*Requirement*
Locate every line in the listing below that contains the string "office", matching case exactly, and copy each of those lines.

(Image location labeling listing)
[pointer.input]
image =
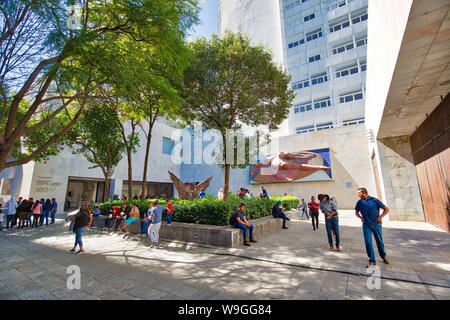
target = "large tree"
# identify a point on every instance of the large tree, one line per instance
(50, 64)
(231, 82)
(96, 136)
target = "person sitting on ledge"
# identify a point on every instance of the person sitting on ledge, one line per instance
(277, 212)
(240, 221)
(134, 216)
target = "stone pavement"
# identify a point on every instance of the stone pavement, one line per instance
(34, 263)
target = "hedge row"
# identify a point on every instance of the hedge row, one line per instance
(210, 210)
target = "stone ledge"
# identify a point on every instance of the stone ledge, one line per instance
(222, 236)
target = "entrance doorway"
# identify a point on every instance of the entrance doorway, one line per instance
(84, 189)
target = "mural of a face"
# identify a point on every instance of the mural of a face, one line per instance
(287, 167)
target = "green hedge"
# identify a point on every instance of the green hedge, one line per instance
(210, 210)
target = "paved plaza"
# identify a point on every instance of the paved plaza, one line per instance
(289, 264)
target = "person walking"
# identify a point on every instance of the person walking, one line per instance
(240, 221)
(53, 210)
(156, 216)
(82, 219)
(329, 209)
(46, 208)
(28, 222)
(143, 225)
(368, 210)
(277, 212)
(134, 216)
(304, 208)
(37, 213)
(314, 212)
(22, 211)
(169, 212)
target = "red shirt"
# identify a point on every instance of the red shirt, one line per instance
(314, 207)
(116, 212)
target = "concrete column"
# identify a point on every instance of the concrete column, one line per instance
(400, 180)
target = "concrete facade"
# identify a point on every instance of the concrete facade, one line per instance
(400, 181)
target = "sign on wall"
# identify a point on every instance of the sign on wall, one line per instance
(300, 166)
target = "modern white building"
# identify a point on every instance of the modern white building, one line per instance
(321, 43)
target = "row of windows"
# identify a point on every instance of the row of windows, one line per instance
(327, 125)
(351, 70)
(314, 58)
(350, 46)
(310, 36)
(351, 97)
(318, 33)
(310, 17)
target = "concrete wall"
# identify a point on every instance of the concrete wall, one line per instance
(386, 27)
(400, 180)
(51, 179)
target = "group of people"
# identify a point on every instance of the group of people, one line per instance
(149, 224)
(367, 209)
(27, 213)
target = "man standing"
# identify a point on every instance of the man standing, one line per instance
(304, 209)
(331, 220)
(153, 230)
(11, 207)
(368, 210)
(240, 221)
(263, 193)
(277, 212)
(314, 211)
(53, 210)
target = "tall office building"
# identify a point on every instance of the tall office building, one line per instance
(324, 46)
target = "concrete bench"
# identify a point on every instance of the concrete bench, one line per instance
(222, 236)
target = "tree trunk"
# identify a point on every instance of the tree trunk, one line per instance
(226, 187)
(144, 177)
(106, 195)
(130, 176)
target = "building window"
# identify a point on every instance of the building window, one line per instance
(324, 126)
(303, 107)
(351, 122)
(322, 103)
(296, 43)
(336, 5)
(339, 26)
(359, 18)
(361, 42)
(168, 145)
(314, 35)
(347, 71)
(350, 97)
(300, 84)
(314, 58)
(310, 17)
(320, 78)
(300, 130)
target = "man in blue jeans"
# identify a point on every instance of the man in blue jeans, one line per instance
(240, 221)
(368, 210)
(329, 209)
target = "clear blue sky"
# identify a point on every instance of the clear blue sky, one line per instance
(208, 20)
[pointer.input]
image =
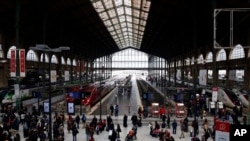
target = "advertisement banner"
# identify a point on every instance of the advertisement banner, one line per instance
(22, 62)
(222, 130)
(203, 77)
(215, 94)
(13, 63)
(66, 75)
(53, 76)
(71, 108)
(83, 67)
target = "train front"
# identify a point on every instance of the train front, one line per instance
(88, 95)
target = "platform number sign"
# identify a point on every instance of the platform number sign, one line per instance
(46, 109)
(71, 108)
(215, 94)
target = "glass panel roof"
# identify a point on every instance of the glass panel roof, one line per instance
(124, 19)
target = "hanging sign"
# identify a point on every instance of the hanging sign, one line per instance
(13, 63)
(22, 62)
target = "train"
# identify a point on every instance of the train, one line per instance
(89, 94)
(242, 94)
(226, 96)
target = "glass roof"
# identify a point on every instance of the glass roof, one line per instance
(124, 19)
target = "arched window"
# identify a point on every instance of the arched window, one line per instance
(74, 62)
(187, 61)
(128, 58)
(46, 57)
(237, 52)
(62, 60)
(209, 57)
(192, 61)
(31, 56)
(221, 56)
(68, 61)
(54, 59)
(11, 48)
(200, 59)
(1, 52)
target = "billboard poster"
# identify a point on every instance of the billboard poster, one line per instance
(13, 63)
(203, 77)
(22, 62)
(46, 107)
(53, 76)
(66, 75)
(232, 75)
(222, 130)
(71, 108)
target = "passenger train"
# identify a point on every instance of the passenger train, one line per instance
(89, 94)
(243, 96)
(227, 96)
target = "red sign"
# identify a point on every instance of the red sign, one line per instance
(215, 88)
(222, 126)
(78, 66)
(22, 62)
(83, 66)
(13, 63)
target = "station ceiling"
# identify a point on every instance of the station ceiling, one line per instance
(95, 28)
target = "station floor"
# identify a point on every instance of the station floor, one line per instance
(142, 132)
(134, 101)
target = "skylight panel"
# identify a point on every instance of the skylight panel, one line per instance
(117, 26)
(118, 2)
(120, 11)
(124, 19)
(128, 11)
(123, 24)
(136, 12)
(136, 4)
(108, 4)
(115, 21)
(129, 18)
(111, 28)
(112, 13)
(127, 2)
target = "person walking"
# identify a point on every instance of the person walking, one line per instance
(77, 119)
(174, 125)
(111, 109)
(134, 119)
(168, 121)
(87, 132)
(182, 130)
(83, 120)
(118, 130)
(125, 119)
(74, 132)
(116, 110)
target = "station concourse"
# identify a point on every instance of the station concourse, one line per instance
(47, 47)
(143, 132)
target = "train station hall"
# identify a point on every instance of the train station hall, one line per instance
(124, 70)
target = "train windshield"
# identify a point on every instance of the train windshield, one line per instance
(74, 94)
(232, 96)
(86, 94)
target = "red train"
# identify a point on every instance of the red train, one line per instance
(89, 94)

*Exercise response*
target = "tall office building"
# identify a point on every instance of the tall office building, one line per instance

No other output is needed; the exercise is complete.